As the default Risk Management guy for my agency (until the new gig kicks in that is) I get routed all manner of citizen complaint that has anything to do with the Ambulances.
As a result I often have the opportunity to do some public relations work right there on the phone.
Did the mean Paramedics stab you with a needle? Let me just take a look at your chart here…oh. It says here you’re a known diabetic and had a blood sugar of 21. Yes, Sir. Yes I understand you have trouble remembering to take you medicine. Yes I do think they should have woken you up first before stabbing you with the needle. But here’s the thing…
Most complaints seem to come in about 2-4 weeks following the date of service.
Our billing turn around is about 2-4 weeks.
Total coincidence I’m sure, but every now and again I get a phone call that brightens my day. Often it has to do with someone most certainly under the influence of a central nervous system depressant and their attempt to recover said intoxicant from the Paramedics that took it.
Take Eddie Dean(Not his real name, but think of Eddie from the Dark Tower series). Eddie called me doing his best Tommy Chong impression, right down to forgetting to answer some of my questions until after I ask “are you still there Eddie?” “Wha?”
Boils down to this: Eddie is refusing to pay the ambulance bill because the Paramedics stole his marijuana. Tough part on this one is that Eddie seriously needed some aggressive ALS care a few weeks back and I’ve got a gold star chart to prove it. He mixed up a few prescriptions for a few diagnosed ailments and…BAM…altered, parastesias, the whole 9. Most complaints revolve around fizzled attempts at a Lawsuit Chart, which still has to be paid prior to their surely losing case being heard.

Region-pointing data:
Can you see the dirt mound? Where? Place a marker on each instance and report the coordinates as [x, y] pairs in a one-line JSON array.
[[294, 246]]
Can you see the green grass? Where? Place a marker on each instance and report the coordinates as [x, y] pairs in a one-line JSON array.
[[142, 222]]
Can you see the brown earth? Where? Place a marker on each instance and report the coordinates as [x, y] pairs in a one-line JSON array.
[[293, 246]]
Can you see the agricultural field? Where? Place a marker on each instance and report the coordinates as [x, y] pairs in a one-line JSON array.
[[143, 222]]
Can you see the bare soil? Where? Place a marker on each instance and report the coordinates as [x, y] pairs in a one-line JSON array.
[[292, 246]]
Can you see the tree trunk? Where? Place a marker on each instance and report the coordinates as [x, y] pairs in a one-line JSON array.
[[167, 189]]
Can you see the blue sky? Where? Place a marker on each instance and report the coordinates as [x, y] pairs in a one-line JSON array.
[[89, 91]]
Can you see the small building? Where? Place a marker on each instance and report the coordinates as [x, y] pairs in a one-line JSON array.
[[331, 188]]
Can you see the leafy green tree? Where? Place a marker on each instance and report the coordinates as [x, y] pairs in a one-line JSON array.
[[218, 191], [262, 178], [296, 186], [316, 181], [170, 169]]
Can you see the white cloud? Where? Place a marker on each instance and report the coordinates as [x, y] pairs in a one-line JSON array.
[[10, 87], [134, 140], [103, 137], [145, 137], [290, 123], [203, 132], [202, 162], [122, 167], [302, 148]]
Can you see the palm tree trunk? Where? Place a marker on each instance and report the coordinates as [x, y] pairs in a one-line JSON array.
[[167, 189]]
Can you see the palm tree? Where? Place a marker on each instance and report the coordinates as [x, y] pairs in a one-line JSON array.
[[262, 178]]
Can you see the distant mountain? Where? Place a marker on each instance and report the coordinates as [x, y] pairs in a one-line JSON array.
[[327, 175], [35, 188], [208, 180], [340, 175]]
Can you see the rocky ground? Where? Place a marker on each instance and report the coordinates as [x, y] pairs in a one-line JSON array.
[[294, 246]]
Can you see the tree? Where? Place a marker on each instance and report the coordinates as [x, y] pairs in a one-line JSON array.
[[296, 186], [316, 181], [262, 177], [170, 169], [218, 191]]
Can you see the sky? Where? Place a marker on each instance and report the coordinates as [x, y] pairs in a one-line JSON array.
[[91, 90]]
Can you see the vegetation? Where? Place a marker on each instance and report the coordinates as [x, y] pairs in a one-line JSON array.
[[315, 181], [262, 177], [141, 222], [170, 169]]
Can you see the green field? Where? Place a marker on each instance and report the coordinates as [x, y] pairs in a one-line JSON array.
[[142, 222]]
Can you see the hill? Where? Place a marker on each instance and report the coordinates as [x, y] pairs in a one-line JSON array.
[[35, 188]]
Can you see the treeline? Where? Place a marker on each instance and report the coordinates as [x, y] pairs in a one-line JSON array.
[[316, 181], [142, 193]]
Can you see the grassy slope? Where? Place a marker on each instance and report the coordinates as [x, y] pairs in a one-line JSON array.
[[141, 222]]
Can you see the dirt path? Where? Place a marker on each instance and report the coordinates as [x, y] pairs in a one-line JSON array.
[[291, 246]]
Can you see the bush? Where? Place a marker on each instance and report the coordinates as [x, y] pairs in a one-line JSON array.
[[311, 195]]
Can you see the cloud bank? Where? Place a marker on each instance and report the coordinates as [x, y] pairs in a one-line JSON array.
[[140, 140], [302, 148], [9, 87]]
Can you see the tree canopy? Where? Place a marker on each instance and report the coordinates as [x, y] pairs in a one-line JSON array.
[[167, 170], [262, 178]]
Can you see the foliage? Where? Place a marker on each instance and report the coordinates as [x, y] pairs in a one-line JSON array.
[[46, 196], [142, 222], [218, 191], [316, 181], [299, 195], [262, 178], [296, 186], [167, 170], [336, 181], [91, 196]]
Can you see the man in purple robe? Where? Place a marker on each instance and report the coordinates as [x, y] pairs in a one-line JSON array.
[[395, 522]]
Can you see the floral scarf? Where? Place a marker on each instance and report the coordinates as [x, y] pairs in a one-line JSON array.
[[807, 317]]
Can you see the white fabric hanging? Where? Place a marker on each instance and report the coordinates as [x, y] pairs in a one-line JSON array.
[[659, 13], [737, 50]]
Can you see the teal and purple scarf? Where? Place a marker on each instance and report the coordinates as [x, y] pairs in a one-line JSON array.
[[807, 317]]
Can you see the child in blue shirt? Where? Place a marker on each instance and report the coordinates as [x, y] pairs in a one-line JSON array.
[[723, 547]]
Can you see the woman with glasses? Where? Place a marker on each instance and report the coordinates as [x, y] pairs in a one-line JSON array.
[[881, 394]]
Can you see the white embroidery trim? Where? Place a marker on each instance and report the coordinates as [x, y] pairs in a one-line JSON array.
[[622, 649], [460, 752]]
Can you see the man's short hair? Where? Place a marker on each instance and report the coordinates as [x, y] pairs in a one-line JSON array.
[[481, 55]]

*WORK INSTRUCTION A:* List each clinical finding or condition that the ambulance complaints post attributes to the two patients it describes, using the text's own wording.
*WORK INSTRUCTION B:*
State whether each statement agrees with the ambulance complaints post, and support each answer with the deciding words quoted from it.
(i) Complaints typically arrive about two to four weeks after the date of service.
(ii) Eddie Dean is the caller's real name.
(iii) The writer doubts that Eddie needed advanced care.
The rows have no role in this exercise.

*TASK RESULT A:*
- "a known diabetic"
- "a blood sugar of 21"
- "altered"
- "parastesias"

*TASK RESULT B:*
(i) Yes: "Most complaints seem to come in about 2-4 weeks following the date of service."
(ii) No: "Not his real name"
(iii) No: "Eddie seriously needed some aggressive ALS care a few weeks back"